Outlines of named regions
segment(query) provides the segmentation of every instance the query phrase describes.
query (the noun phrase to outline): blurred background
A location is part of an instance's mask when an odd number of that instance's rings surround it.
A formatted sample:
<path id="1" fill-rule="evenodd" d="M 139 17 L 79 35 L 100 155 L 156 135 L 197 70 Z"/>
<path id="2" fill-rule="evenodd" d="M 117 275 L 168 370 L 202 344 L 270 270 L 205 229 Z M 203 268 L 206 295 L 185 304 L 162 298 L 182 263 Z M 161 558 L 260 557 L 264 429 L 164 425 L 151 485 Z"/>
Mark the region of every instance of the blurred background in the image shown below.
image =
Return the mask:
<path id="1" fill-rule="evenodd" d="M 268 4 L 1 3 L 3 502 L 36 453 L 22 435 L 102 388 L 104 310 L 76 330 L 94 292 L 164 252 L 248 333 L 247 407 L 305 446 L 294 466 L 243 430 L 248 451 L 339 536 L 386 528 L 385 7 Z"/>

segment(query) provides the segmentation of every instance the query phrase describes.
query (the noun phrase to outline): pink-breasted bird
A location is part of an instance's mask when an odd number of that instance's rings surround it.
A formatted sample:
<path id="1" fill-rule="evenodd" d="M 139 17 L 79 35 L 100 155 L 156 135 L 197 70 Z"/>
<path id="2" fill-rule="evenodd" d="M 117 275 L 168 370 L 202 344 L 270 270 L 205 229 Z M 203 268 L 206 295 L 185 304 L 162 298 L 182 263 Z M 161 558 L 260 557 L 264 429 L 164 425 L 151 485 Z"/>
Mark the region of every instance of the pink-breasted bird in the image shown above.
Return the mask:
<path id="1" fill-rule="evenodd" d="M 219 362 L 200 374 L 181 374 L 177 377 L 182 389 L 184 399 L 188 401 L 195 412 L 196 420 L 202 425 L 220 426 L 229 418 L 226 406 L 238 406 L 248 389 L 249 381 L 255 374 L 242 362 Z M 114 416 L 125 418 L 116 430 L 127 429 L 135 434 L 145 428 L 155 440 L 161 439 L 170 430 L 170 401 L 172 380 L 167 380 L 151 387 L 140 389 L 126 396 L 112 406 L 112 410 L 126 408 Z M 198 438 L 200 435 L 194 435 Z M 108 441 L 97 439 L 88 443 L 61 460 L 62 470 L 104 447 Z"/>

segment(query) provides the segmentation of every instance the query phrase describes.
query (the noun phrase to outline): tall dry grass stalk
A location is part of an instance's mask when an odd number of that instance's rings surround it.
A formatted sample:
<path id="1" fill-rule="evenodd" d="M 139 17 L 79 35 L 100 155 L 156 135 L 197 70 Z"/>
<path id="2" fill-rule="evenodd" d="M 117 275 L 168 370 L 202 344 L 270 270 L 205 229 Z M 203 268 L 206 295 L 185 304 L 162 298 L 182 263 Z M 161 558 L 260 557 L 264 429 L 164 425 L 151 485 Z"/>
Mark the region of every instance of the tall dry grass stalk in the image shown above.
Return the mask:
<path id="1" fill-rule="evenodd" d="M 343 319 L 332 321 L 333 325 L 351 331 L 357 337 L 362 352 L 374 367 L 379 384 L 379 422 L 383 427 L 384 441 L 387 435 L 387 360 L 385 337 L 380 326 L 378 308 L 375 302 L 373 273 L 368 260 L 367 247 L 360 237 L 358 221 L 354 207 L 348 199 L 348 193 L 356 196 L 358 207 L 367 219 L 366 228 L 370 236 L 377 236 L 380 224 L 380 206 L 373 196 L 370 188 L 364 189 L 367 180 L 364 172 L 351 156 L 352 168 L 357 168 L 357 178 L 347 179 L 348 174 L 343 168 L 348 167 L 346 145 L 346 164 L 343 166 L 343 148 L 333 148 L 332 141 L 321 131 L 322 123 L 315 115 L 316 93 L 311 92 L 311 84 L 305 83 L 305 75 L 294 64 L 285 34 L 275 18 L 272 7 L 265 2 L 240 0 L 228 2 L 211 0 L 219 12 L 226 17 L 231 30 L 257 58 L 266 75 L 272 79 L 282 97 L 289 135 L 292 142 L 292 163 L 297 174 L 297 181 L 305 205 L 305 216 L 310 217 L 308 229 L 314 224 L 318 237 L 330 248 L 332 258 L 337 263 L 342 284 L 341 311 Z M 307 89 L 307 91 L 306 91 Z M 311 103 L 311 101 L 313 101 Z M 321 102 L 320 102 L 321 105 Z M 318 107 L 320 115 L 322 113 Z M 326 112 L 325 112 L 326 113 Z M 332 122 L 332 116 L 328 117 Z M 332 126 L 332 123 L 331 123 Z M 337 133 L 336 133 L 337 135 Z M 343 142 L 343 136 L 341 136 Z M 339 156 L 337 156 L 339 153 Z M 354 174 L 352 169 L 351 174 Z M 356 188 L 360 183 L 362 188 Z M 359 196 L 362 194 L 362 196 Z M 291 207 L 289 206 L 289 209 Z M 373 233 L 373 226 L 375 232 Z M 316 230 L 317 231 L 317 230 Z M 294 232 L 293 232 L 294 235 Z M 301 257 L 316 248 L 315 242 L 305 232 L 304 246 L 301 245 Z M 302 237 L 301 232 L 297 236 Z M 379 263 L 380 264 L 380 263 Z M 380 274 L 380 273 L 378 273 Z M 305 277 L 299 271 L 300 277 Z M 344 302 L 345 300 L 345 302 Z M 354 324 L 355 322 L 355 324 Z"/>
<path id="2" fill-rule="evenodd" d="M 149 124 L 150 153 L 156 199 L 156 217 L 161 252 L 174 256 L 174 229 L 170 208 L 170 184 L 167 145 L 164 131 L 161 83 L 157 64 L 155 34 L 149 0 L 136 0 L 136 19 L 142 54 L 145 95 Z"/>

## PROBLEM STATEMENT
Lay out every line of the items above as a JSON list of strings, one string per line, leaving out blank lines.

## RESPONSE FOR THIS EXERCISE
[
  "segment(query) provides the segmentation of every instance the query phrase describes.",
  "query (the noun phrase to outline): blurred background",
  "A location is part of an instance's mask when an odd number of that instance's rings surround it.",
  "A formatted sample:",
  "<path id=\"1\" fill-rule=\"evenodd\" d=\"M 139 17 L 79 35 L 100 155 L 156 135 L 197 70 Z\"/>",
  "<path id=\"2\" fill-rule=\"evenodd\" d=\"M 117 275 L 168 370 L 202 344 L 270 270 L 205 229 Z M 203 268 L 206 295 L 185 304 L 162 298 L 182 263 Z M 161 558 L 260 557 L 264 429 L 164 425 L 151 485 Z\"/>",
  "Mark the region of every instance of the blurred background in the image shown below.",
  "image =",
  "Return the mask:",
  "<path id=\"1\" fill-rule=\"evenodd\" d=\"M 268 4 L 1 3 L 3 502 L 36 453 L 22 435 L 102 388 L 104 310 L 76 330 L 94 292 L 164 252 L 248 333 L 247 407 L 305 446 L 294 466 L 243 430 L 248 451 L 339 536 L 386 528 L 385 7 Z\"/>",
  "segment(query) provides the segmentation of every instance the query phrase describes.",
  "query (the noun phrase to outline): pink-breasted bird",
  "A location is part of an instance's mask when an odd number of that instance's rings surround it.",
  "A formatted sample:",
  "<path id=\"1\" fill-rule=\"evenodd\" d=\"M 139 17 L 79 35 L 100 155 L 156 135 L 197 70 Z\"/>",
  "<path id=\"2\" fill-rule=\"evenodd\" d=\"M 117 275 L 168 370 L 202 344 L 270 270 L 205 229 Z M 203 268 L 206 295 L 185 304 L 162 298 L 182 263 Z M 161 558 L 260 557 L 264 429 L 164 425 L 151 485 Z\"/>",
  "Mark the region of every instance of the pink-breasted bird in the image shown above.",
  "Return the mask:",
  "<path id=\"1\" fill-rule=\"evenodd\" d=\"M 219 362 L 200 374 L 181 374 L 177 377 L 182 389 L 184 399 L 188 401 L 195 412 L 196 420 L 202 425 L 220 426 L 229 418 L 226 406 L 238 406 L 248 389 L 249 381 L 255 374 L 242 362 Z M 114 416 L 125 418 L 116 430 L 127 429 L 135 434 L 145 428 L 155 440 L 161 439 L 170 430 L 170 401 L 172 380 L 167 380 L 151 387 L 140 389 L 126 396 L 112 406 L 112 410 L 126 408 Z M 198 438 L 200 435 L 194 435 Z M 108 441 L 97 439 L 88 443 L 61 460 L 62 470 L 104 447 Z\"/>",
  "segment(query) provides the segmentation of every instance the query phrase describes.",
  "query (the noun phrase to outline): tall dry grass stalk",
  "A location is part of an instance's mask when an odd number of that instance's rings surround it.",
  "A formatted sample:",
  "<path id=\"1\" fill-rule=\"evenodd\" d=\"M 139 17 L 79 35 L 100 155 L 156 135 L 197 70 Z\"/>",
  "<path id=\"2\" fill-rule=\"evenodd\" d=\"M 117 275 L 168 370 L 202 344 L 270 270 L 205 229 Z M 203 268 L 206 295 L 185 304 L 162 298 L 182 263 Z M 161 558 L 260 557 L 264 429 L 164 425 L 151 485 Z\"/>",
  "Mark the region of every instance of the tall dry grass stalk in the image shown above.",
  "Return the mask:",
  "<path id=\"1\" fill-rule=\"evenodd\" d=\"M 343 319 L 332 321 L 333 325 L 351 331 L 357 337 L 362 352 L 374 367 L 379 384 L 379 422 L 383 427 L 384 441 L 387 435 L 387 360 L 385 337 L 380 326 L 378 308 L 375 302 L 373 273 L 368 260 L 367 247 L 360 237 L 358 221 L 354 207 L 348 199 L 348 193 L 356 196 L 358 207 L 367 219 L 366 228 L 370 236 L 377 236 L 380 224 L 380 206 L 373 196 L 370 188 L 364 189 L 367 180 L 364 172 L 351 156 L 352 168 L 357 168 L 357 178 L 347 179 L 348 174 L 343 168 L 348 167 L 346 145 L 346 164 L 343 166 L 343 148 L 333 148 L 332 141 L 321 131 L 322 123 L 315 115 L 316 93 L 311 92 L 311 84 L 305 83 L 305 75 L 294 64 L 285 34 L 275 18 L 272 7 L 265 2 L 240 0 L 228 2 L 211 0 L 219 12 L 226 17 L 231 30 L 257 58 L 266 75 L 272 79 L 282 97 L 289 135 L 292 142 L 292 163 L 297 174 L 297 181 L 305 205 L 305 216 L 310 217 L 308 229 L 314 224 L 318 237 L 330 248 L 332 258 L 337 263 L 342 284 L 341 311 Z M 307 89 L 307 91 L 306 91 Z M 311 103 L 311 101 L 313 101 Z M 321 102 L 320 102 L 321 105 Z M 318 107 L 320 115 L 322 113 Z M 326 112 L 325 112 L 326 113 Z M 332 122 L 332 116 L 328 117 Z M 332 126 L 332 123 L 331 123 Z M 337 133 L 336 133 L 337 135 Z M 343 142 L 343 136 L 341 136 Z M 339 156 L 337 156 L 339 153 Z M 354 174 L 352 169 L 351 174 Z M 356 188 L 360 183 L 362 188 Z M 359 196 L 362 194 L 362 196 Z M 291 207 L 289 206 L 289 209 Z M 373 233 L 373 226 L 375 232 Z M 316 230 L 317 231 L 317 230 Z M 294 232 L 293 232 L 294 235 Z M 301 257 L 316 248 L 315 242 L 305 232 L 304 246 L 301 245 Z M 302 237 L 301 232 L 297 236 Z M 379 263 L 380 264 L 380 263 Z M 380 274 L 380 273 L 378 273 Z M 305 277 L 299 271 L 300 277 Z M 344 302 L 345 300 L 345 302 Z M 354 324 L 355 322 L 355 324 Z\"/>",
  "<path id=\"2\" fill-rule=\"evenodd\" d=\"M 149 124 L 150 153 L 156 199 L 156 217 L 161 252 L 174 256 L 174 229 L 170 208 L 170 184 L 167 145 L 164 131 L 161 83 L 157 64 L 155 34 L 149 0 L 136 0 L 136 19 L 142 54 L 145 95 Z\"/>"
]